* _What to produce_
Condense the paragraph in the text on Biden and Trump that begins "Additionally, Biden's long experience" into a short bulleted list that keeps its main facts.

* _Provided text_
Additionally, Biden’s long experience as a politician in American government will be important if he is going to separate himself from Trump. Especially in his time working with President Obama, Biden has been on the national debate stage before. Unlike Trump, many people would argue that Biden has a less abrasive personality.

 Now let’s analyze some of Donald Trump’s policies.

Throughout his term in office, President Trump has been known for his hawkish leadership skills and policies. One of Trump’s most infamous policies has been establishing a travel ban on some Middle Eastern countries which many have criticised as a “Muslim ban.” Back in June of 2018, Trump successfully banned those from seven Muslim-majority countries from entering the United States, and despite controversy, the ban was upheld in in 5-4 Supreme Court decision.

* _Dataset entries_
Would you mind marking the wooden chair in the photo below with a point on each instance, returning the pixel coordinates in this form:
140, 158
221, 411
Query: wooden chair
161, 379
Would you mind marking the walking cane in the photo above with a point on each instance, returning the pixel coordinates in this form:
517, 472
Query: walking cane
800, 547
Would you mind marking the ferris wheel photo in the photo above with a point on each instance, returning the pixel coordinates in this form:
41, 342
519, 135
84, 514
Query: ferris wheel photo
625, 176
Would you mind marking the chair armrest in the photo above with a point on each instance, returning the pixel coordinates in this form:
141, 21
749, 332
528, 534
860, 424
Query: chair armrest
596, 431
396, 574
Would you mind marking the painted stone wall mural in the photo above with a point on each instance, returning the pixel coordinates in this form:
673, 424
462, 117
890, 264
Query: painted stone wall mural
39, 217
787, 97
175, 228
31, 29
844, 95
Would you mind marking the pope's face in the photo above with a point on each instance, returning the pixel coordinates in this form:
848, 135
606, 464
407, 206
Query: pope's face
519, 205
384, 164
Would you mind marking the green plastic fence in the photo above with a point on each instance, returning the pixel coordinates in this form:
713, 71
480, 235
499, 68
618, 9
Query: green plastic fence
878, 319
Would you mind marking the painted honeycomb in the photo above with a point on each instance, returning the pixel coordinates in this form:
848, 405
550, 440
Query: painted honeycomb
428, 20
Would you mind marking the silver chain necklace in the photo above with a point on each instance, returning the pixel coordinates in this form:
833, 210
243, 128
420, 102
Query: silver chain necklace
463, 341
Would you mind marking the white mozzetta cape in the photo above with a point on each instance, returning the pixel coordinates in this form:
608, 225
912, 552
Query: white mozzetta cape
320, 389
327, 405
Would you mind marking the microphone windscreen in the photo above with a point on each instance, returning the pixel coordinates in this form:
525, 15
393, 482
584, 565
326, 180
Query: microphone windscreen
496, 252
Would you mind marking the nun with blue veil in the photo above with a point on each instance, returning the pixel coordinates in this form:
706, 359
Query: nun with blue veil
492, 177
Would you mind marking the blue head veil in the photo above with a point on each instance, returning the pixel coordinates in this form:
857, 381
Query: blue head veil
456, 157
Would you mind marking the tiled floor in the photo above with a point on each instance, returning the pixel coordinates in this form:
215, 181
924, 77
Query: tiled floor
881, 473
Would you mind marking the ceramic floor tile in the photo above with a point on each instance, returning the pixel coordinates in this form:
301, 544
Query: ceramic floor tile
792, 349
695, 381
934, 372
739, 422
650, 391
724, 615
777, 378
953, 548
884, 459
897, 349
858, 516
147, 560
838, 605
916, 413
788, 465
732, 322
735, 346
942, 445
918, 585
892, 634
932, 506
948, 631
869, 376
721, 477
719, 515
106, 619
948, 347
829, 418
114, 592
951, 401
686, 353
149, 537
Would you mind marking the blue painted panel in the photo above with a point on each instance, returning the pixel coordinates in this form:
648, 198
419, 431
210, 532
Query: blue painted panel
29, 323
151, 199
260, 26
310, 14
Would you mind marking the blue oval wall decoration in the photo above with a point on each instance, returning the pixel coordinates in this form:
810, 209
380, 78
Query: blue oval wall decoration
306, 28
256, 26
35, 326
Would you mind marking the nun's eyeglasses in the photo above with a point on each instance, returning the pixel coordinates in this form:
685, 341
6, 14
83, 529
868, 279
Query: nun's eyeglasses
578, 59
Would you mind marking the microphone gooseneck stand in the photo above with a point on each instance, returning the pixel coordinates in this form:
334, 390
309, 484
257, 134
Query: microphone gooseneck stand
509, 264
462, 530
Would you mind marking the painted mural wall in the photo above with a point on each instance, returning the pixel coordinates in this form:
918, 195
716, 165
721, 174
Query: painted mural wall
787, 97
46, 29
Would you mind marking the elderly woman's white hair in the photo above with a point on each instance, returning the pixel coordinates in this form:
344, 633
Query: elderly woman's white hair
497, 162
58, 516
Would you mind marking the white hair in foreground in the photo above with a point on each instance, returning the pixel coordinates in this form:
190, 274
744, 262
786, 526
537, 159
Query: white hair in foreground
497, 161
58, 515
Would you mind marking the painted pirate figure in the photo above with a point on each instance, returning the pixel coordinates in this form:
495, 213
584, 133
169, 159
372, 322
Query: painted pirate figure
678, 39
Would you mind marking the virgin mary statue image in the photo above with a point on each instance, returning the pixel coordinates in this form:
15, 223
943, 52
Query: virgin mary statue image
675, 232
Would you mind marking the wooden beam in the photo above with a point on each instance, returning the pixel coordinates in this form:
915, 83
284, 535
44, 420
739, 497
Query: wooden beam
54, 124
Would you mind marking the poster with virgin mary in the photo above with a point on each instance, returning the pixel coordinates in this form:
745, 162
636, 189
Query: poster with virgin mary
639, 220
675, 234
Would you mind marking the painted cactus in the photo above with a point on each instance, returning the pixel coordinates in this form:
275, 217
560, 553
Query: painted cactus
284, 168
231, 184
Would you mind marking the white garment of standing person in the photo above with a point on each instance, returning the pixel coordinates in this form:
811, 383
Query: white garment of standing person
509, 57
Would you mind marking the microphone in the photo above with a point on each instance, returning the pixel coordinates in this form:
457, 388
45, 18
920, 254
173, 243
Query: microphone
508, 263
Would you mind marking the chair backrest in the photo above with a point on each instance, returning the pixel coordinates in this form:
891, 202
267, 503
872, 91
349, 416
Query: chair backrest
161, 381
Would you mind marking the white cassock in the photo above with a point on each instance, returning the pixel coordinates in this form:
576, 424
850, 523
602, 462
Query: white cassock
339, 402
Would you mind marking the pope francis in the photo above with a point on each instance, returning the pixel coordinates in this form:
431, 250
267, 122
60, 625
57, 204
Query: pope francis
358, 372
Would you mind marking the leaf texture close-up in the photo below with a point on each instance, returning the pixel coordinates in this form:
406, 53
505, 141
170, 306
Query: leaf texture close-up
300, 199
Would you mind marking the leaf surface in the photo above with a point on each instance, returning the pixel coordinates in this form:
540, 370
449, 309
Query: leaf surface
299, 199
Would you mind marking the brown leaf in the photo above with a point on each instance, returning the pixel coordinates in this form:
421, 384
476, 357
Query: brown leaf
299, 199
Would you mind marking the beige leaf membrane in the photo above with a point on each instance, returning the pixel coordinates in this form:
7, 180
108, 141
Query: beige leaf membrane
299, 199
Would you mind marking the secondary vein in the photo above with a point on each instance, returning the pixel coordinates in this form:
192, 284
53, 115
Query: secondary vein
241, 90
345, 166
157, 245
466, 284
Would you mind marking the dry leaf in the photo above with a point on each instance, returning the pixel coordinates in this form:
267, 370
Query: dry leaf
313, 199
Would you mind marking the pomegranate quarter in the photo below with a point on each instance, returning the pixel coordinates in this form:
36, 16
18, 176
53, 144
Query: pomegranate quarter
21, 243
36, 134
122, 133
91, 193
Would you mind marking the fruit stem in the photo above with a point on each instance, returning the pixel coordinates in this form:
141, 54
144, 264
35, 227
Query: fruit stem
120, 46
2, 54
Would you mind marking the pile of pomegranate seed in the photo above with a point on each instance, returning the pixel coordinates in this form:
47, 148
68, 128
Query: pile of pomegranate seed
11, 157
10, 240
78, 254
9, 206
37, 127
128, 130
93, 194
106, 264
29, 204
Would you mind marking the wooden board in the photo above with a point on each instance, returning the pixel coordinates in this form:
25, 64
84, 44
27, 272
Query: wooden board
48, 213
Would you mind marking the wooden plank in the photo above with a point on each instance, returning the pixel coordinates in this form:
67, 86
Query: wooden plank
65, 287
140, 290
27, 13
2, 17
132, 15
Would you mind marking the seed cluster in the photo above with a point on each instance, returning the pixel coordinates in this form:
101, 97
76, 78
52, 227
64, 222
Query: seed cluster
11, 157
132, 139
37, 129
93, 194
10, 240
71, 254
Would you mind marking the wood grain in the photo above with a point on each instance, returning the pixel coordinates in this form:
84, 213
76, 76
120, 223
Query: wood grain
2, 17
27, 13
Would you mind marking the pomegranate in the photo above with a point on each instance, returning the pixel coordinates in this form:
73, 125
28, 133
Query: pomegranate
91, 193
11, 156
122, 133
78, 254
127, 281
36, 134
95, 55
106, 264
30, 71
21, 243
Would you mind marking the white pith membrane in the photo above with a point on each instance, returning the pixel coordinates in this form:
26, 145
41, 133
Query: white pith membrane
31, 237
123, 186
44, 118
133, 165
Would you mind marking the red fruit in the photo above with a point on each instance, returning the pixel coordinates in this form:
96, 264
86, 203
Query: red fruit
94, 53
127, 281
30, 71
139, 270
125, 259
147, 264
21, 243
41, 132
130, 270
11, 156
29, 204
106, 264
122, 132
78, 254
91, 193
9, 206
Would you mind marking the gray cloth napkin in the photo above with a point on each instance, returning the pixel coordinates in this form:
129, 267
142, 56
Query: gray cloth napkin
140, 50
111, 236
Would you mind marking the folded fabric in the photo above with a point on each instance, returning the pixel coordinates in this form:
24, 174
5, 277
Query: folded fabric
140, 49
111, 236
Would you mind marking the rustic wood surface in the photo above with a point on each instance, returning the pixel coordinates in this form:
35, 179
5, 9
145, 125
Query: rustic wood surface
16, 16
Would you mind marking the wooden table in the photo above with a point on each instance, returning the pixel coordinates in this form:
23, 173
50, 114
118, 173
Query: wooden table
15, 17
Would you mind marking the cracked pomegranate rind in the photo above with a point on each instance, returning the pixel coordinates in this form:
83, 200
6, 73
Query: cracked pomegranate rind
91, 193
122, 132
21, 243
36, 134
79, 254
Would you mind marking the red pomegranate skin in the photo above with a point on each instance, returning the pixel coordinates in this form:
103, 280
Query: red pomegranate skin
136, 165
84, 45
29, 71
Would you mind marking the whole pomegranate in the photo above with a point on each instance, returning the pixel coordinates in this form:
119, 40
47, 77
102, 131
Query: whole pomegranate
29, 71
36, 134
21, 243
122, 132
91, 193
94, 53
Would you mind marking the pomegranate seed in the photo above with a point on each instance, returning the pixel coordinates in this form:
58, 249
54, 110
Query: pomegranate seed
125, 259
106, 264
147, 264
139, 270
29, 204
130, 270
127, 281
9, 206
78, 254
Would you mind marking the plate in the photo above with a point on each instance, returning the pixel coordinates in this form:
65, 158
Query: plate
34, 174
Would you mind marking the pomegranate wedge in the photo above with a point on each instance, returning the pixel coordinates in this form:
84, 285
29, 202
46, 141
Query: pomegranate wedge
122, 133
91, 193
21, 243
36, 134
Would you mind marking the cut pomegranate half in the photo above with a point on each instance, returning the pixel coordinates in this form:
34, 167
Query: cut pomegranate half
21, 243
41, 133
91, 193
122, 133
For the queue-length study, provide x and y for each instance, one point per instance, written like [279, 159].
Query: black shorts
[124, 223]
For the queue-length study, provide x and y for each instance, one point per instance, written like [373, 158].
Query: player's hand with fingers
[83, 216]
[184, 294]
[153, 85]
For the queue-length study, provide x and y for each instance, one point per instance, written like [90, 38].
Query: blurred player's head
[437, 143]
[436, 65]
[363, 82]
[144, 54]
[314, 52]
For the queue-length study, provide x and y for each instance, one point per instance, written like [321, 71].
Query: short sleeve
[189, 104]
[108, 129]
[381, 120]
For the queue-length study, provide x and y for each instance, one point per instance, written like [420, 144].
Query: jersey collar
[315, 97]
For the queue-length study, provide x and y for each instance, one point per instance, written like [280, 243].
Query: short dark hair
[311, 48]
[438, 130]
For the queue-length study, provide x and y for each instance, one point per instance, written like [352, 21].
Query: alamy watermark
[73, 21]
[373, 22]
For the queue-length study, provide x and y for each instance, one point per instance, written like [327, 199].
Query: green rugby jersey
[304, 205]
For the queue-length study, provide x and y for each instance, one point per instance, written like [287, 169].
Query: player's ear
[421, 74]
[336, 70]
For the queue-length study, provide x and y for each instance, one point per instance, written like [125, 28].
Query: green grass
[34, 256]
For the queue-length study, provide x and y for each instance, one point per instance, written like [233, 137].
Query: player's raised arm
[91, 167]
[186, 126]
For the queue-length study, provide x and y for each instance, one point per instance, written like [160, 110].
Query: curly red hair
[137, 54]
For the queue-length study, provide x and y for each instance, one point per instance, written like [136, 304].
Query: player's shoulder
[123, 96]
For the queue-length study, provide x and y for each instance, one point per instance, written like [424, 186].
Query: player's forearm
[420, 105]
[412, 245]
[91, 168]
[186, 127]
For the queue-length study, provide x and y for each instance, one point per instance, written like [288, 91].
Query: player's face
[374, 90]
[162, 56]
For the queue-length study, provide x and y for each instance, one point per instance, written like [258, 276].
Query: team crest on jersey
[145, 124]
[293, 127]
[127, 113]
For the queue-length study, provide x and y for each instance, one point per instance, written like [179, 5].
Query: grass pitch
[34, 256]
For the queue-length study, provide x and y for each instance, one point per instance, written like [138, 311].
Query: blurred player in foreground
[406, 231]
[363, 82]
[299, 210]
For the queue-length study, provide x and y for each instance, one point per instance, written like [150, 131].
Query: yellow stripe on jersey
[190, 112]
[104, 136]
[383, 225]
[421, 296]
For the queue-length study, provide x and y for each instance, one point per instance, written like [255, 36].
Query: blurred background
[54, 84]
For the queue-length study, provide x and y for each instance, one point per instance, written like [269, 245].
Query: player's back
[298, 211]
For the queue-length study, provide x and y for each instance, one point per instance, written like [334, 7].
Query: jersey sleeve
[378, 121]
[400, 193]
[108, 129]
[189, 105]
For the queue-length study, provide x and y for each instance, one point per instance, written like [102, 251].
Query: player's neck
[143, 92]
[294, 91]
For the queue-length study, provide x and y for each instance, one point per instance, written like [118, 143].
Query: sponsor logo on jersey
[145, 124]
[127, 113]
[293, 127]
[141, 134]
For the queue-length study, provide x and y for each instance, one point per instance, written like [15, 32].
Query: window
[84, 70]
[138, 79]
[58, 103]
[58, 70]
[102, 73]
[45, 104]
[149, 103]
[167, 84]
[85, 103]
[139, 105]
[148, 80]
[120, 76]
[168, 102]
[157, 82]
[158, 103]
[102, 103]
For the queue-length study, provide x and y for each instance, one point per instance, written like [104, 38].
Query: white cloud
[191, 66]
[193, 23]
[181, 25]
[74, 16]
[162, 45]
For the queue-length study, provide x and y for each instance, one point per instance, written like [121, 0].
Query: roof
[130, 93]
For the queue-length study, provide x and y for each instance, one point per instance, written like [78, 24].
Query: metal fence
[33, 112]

* _Problem solution_
- Biden's long experience as a politician in American government will matter if he is to set himself apart from Trump.
- He has been on the national debate stage before, especially during his time working with President Obama.
- Many people would argue that his personality is less abrasive than Trump's.